(Reading passage)

Pubdate: Sat, 27 Sep 2014
Source: Sun-Sentinel (Fort Lauderdale, FL)
Copyright: 2014 Sun-Sentinel Company
Author: Dan Sweeney, Staff writer
Page: 1A


Doctor, Lawyer Square Off Over Effect of Amendment 2

Will Amendment 2 give seriously ill people a chance to treat their 
symptoms with medical marijuana instead of potentially deadly 
prescription drugs? Or will it give doctors carte blanche to 
recommend it to just about anyone, turning Florida into a pot paradise?

Medical marijuana's biggest backer in the state brought his case 
before the Sun Sentinel's editorial board on Friday, and faced off 
against a politically connected medical doctor who opposes medical 
marijuana in general, and Florida's Amendment 2 specifically.

John Morgan, founder of the Morgan and Morgan law firm, counts 
Democratic gubernatorial candidate Charlie Crist among its employees. 
Morgan is also the chairman of United for Care, the organization that 
launched the petition drive for Amendment 2 and is now pushing to get 
it passed.

Dr. Stephanie Haridopolos is the wife of former Republican state 
Senate President Mike Haridopolos and maintains that marijuana 
"destroys the willingness to be motivated in life. It destroys 
families." She said the amendment as proposed was too broad and 
vague, that it would be "de facto legalization."

"The people we're fighting for are at the end of their life or 
fighting for their life," Morgan said. The amendment he advocates 
would offer marijuana as a treatment for a variety of debilitating or 
terminal illnesses, such as cancer, AIDS and ALS. It would also give 
physicians wide latitude to recommend marijuana for "other conditions 
for which a physician believes that the medical use of marijuana 
would likely outweigh the potential health risks for a patient."

(Activity 1) According to the article on Amendment 2, what organization does John Morgan chair?
(Activity 2) Write the next part of the article on Amendment 2, starting after its final sentence.
The records that come next have no connection to the article on Amendment 2.

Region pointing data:
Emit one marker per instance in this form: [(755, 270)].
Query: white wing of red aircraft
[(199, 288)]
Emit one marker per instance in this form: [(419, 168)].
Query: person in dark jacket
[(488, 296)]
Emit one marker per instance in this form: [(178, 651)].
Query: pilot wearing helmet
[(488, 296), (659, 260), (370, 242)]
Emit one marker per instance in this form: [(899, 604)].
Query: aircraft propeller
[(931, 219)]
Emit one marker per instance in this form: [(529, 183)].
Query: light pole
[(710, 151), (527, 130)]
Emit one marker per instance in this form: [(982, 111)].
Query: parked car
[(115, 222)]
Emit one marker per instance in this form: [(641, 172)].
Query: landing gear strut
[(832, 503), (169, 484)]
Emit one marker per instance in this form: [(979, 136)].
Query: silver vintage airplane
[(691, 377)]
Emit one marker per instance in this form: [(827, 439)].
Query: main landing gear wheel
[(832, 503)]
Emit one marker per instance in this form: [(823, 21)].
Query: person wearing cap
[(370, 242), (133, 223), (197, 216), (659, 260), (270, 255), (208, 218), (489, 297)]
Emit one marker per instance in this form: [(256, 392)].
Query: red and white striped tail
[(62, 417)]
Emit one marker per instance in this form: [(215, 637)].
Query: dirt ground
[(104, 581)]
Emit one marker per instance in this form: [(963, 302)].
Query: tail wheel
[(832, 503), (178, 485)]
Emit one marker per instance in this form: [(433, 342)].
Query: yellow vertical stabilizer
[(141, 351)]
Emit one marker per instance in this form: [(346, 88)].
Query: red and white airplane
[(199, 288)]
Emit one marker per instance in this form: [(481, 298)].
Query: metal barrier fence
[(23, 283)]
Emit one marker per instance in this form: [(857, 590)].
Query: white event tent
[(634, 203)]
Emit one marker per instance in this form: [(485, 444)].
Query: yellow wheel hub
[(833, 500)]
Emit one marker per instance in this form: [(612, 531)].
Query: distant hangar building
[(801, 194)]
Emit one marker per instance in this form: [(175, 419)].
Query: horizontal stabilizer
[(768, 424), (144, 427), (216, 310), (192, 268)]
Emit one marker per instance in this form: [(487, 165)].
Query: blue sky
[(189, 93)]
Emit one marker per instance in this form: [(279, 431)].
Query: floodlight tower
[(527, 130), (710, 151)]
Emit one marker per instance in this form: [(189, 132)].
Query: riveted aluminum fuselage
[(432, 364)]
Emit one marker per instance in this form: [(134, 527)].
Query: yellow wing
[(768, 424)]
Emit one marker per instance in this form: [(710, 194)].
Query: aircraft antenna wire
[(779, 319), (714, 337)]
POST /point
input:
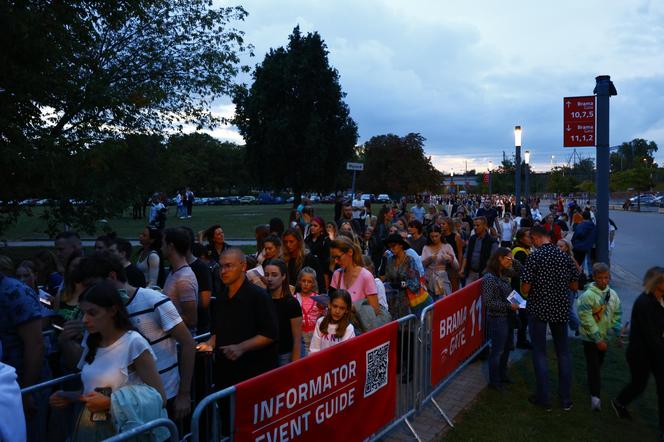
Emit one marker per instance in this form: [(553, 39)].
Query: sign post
[(586, 124), (579, 121), (604, 89), (354, 167)]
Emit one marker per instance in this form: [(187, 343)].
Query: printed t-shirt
[(363, 285)]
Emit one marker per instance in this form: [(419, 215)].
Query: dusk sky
[(463, 74)]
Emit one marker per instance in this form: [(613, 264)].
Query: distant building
[(453, 184)]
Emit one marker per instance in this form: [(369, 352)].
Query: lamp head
[(517, 136)]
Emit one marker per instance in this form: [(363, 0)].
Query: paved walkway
[(91, 243), (460, 394)]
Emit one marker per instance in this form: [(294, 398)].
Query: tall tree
[(297, 128), (79, 72), (204, 163), (398, 165), (634, 154)]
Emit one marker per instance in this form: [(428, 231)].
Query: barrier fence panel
[(351, 390), (51, 383), (407, 376), (206, 421), (146, 427), (452, 334)]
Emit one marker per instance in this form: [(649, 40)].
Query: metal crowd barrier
[(51, 383), (428, 392), (135, 432), (414, 389), (408, 375), (213, 425)]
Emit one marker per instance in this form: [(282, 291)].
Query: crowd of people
[(127, 319)]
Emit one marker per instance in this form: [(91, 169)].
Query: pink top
[(363, 286), (310, 312)]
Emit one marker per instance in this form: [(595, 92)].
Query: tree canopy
[(297, 128), (76, 73), (397, 165), (633, 154)]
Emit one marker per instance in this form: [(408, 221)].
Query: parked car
[(658, 201), (248, 199), (645, 198), (228, 200), (268, 198)]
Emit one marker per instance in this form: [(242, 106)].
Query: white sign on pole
[(354, 166)]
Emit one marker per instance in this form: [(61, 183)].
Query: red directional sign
[(579, 121)]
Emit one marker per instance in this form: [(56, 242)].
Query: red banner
[(348, 390), (457, 330)]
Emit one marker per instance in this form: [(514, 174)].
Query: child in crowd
[(599, 311), (335, 326), (380, 287), (311, 310)]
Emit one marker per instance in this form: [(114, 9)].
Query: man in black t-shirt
[(244, 330), (122, 249), (490, 213)]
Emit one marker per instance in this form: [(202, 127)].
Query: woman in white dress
[(437, 257), (114, 356)]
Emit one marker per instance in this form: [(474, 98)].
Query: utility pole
[(604, 89)]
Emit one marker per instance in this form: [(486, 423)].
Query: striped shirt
[(154, 315)]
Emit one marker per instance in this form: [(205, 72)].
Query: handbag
[(416, 299)]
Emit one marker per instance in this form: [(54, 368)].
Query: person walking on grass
[(599, 312), (645, 352), (547, 277)]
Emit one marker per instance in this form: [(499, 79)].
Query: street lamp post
[(526, 160), (517, 165)]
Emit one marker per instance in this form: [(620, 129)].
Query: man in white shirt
[(181, 284), (157, 320), (358, 206)]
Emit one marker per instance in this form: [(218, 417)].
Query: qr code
[(378, 359)]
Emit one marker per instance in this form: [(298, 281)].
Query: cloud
[(463, 74)]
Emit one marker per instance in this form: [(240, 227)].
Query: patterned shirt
[(19, 304), (549, 272)]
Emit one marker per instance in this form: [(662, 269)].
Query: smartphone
[(73, 396), (104, 415)]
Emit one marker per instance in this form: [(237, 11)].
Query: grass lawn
[(237, 221), (510, 417)]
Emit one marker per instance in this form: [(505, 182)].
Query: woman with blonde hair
[(297, 256), (351, 275)]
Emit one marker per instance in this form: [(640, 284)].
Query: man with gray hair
[(245, 328)]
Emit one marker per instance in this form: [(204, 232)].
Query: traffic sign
[(579, 121)]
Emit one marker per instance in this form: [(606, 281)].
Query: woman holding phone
[(113, 356)]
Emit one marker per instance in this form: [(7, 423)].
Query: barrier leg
[(442, 413), (412, 430)]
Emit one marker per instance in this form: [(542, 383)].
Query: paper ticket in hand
[(515, 298)]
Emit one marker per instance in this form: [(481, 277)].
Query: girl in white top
[(507, 231), (335, 326), (148, 260), (113, 356), (437, 257)]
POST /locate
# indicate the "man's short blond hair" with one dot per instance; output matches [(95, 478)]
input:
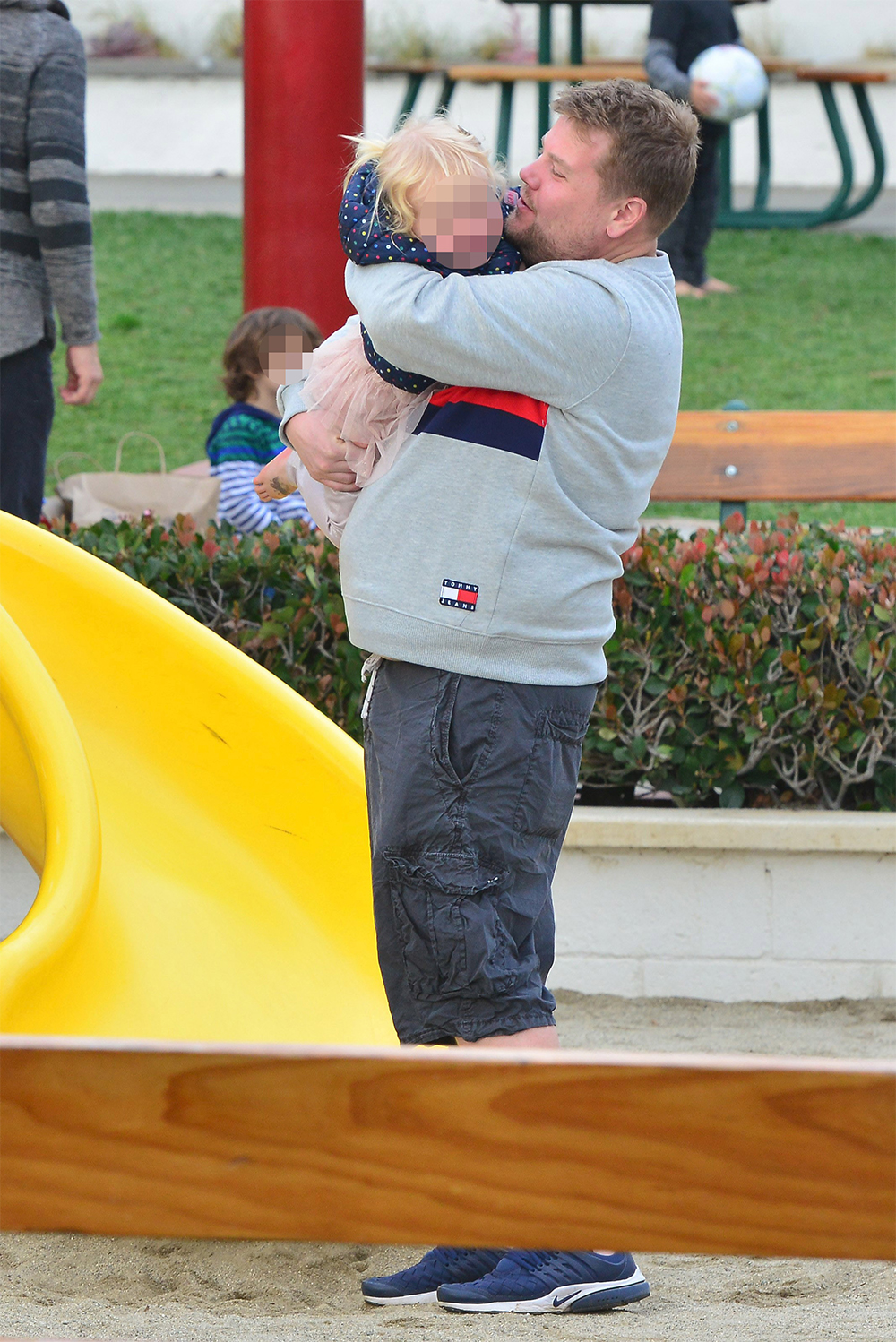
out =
[(415, 159), (653, 153)]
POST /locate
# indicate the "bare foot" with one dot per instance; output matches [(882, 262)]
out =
[(718, 286)]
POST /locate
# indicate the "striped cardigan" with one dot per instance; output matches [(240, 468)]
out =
[(46, 245)]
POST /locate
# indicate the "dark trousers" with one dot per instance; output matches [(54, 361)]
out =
[(470, 789), (26, 419), (687, 237)]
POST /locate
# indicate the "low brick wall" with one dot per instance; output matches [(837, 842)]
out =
[(731, 906)]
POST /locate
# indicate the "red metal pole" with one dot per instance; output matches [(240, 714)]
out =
[(304, 90)]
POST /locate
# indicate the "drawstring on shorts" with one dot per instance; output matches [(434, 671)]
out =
[(369, 675)]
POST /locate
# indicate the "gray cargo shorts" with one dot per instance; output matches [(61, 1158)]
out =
[(470, 789)]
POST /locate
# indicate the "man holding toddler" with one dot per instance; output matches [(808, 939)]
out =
[(479, 571)]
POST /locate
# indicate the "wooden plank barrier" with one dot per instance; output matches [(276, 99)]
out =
[(680, 1153), (781, 455)]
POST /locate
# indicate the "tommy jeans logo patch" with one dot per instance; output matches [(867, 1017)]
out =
[(461, 595)]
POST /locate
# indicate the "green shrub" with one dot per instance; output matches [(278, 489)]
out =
[(750, 666)]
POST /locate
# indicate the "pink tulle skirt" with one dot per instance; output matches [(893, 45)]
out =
[(369, 414)]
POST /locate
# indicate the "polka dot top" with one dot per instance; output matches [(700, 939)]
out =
[(367, 240)]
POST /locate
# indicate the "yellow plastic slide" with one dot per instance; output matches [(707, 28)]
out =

(Written answer 1) He chairs United for Care, the organization that launched the petition drive for Amendment 2.

(Written answer 2)
Haridopolos sees that as a loophole through which unethical doctors 
could prescribe marijuana for all sorts of everyday ailments, from 
insomnia to muscle aches. But Morgan said that the wording allowed 
doctors only to prescribe the drug for other debilitating illnesses, 
and cited PTSD among veterans as a worthy ailment that wasn't 
specifically mentioned in the text of the amendment.

Although Haridopolos admitted she could see a day when she might 
prescribe marijuana, she said a lot of things would have to happen 
first. It would have to be moved federally from a Schedule I 
controlled substance to a Schedule II, which would allow for more 
scientific research. That research would then have to show positive 
effects. And the end product would have to be medical-grade and 
administered as a pill, a vapor or an oil - something that can 
administer a carefully measured dosage.

Haridopolos worries it's difficult to measure dosage with edibles, 
such as brownies or candy, and is opposed to any smokeable form of marijuana.

"All physicians feel smoking anything is detrimental to your health," 
she said.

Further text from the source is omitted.